**DATA PROVIDED:**
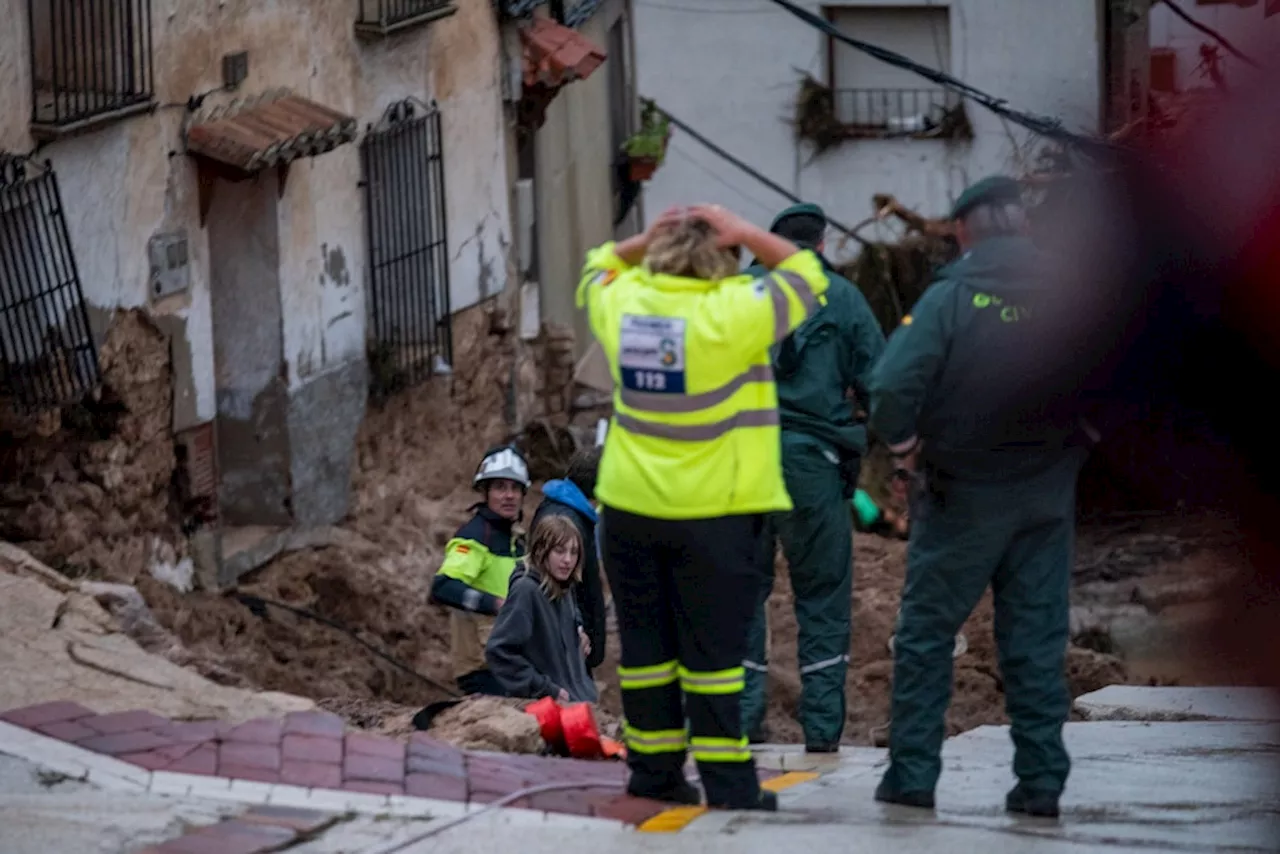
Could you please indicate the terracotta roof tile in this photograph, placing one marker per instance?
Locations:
(556, 55)
(269, 131)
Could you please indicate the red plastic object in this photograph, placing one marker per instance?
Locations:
(581, 735)
(548, 716)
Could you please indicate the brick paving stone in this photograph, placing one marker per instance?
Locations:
(571, 802)
(231, 837)
(193, 731)
(374, 745)
(150, 759)
(311, 748)
(421, 765)
(56, 712)
(261, 730)
(65, 731)
(315, 722)
(488, 775)
(302, 821)
(379, 768)
(373, 786)
(202, 759)
(489, 797)
(439, 786)
(424, 745)
(118, 743)
(119, 722)
(247, 772)
(631, 811)
(248, 754)
(312, 775)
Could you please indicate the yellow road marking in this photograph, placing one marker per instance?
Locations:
(677, 818)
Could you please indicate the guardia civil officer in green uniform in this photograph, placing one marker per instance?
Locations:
(479, 560)
(958, 396)
(821, 371)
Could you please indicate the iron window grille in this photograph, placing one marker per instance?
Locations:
(91, 60)
(48, 357)
(408, 261)
(380, 18)
(895, 112)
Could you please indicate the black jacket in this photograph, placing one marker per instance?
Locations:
(533, 649)
(563, 498)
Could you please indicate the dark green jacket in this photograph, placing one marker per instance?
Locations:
(831, 352)
(967, 371)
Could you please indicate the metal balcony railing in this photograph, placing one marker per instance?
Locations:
(894, 112)
(90, 60)
(385, 17)
(48, 356)
(411, 333)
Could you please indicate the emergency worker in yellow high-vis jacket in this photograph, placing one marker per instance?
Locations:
(690, 467)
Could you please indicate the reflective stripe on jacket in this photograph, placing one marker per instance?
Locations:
(695, 410)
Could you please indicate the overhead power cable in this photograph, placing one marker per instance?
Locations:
(772, 185)
(1208, 31)
(1043, 126)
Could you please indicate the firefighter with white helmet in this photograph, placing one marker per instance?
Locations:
(479, 562)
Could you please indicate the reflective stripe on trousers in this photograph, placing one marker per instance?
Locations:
(635, 679)
(707, 749)
(654, 740)
(722, 681)
(823, 665)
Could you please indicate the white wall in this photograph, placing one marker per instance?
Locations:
(1246, 27)
(124, 182)
(1042, 55)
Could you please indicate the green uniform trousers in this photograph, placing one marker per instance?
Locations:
(817, 540)
(1018, 538)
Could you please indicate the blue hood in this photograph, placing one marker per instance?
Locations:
(566, 492)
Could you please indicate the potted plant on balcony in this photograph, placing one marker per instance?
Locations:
(648, 146)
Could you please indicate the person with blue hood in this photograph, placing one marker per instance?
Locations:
(988, 430)
(572, 497)
(821, 371)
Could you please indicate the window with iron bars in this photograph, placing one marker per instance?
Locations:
(48, 357)
(411, 332)
(91, 62)
(380, 18)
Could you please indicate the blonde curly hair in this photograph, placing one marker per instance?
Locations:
(688, 247)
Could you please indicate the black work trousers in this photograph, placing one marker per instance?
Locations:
(685, 594)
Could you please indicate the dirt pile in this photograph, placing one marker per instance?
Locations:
(87, 489)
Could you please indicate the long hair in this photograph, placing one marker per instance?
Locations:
(549, 533)
(689, 249)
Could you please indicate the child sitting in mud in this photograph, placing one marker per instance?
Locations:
(538, 647)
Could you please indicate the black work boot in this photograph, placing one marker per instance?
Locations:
(672, 789)
(887, 794)
(1041, 803)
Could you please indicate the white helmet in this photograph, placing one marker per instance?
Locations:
(504, 462)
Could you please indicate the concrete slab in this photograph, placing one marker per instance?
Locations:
(1139, 703)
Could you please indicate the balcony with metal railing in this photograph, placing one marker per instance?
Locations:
(910, 113)
(91, 63)
(382, 18)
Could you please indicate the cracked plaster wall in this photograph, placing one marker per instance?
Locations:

**EXERCISE INSTRUCTIONS:** Read through the listing and copy each line in which the word "reflective" occurs.

**THE ANSWER:**
Could you please indicate the reflective stripe on jacket in this photograph, placing one marker per instance?
Could you please indicate the reflective stripe on trousers in this photograph, placing one marker per instance?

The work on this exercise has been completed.